--- Supplied records ---

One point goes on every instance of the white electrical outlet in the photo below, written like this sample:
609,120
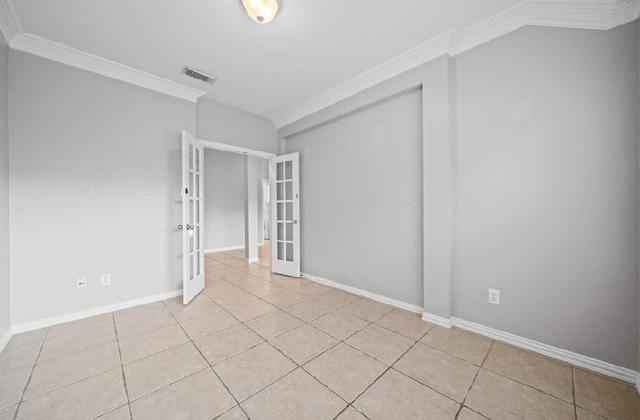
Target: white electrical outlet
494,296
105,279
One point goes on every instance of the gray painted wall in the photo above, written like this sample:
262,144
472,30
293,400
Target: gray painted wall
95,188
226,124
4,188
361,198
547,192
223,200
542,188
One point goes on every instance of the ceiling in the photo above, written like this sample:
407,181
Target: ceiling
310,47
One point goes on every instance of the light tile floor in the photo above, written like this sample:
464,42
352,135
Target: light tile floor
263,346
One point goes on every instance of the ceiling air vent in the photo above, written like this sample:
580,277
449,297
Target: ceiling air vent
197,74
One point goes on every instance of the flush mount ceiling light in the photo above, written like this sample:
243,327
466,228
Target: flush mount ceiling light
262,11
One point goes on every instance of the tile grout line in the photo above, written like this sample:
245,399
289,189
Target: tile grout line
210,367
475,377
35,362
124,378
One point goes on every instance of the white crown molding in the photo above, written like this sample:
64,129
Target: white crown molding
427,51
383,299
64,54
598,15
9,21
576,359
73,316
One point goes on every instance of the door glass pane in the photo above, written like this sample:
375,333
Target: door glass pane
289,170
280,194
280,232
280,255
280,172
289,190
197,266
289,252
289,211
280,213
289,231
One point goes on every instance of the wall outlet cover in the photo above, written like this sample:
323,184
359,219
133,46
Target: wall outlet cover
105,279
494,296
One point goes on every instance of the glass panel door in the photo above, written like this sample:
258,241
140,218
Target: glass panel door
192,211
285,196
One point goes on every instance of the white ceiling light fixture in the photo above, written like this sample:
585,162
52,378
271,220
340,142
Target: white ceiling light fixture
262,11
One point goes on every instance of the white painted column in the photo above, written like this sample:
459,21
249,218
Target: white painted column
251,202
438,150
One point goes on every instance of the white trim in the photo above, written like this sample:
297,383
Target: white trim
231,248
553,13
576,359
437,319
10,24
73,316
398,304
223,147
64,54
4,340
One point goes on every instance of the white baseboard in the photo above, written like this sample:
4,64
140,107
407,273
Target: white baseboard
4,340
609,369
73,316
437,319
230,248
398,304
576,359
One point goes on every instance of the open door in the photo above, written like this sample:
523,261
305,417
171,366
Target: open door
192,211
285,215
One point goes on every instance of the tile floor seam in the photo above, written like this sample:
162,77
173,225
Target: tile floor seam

---
--- Supplied records ---

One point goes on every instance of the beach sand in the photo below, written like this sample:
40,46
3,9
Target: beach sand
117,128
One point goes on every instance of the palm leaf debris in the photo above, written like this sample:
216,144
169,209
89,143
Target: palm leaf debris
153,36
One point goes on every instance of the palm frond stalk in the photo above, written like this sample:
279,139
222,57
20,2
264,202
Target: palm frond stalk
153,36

---

What you will do →
Please copy, exactly and with nothing else, the lines above beginning at the line that has "Target: white ceiling light fixture" and ending with the line that has "Target: tile floor seam".

Response →
Target: white ceiling light fixture
262,11
One point goes on every instance of the white painted column in the photo above, written like this sample:
459,21
249,218
Target: white painted column
251,202
438,150
One point goes on every instance of the white trim in the photo above, written like this sample:
297,383
Target: white trim
231,248
553,13
576,359
437,319
10,24
73,316
398,304
223,147
64,54
4,340
One point goes on every instance of the white baseboard in the photo above, written like this sample:
4,64
140,107
407,273
Target: white baseboard
4,340
609,369
73,316
437,319
230,248
398,304
576,359
One point goes on every instance of the open door in the photo above, written like this sample:
523,261
305,417
171,366
Target: open door
192,211
285,215
One point goes on every instance of the tile floor seam in the photo above, written like this sample:
162,77
173,225
Target: tile floor seam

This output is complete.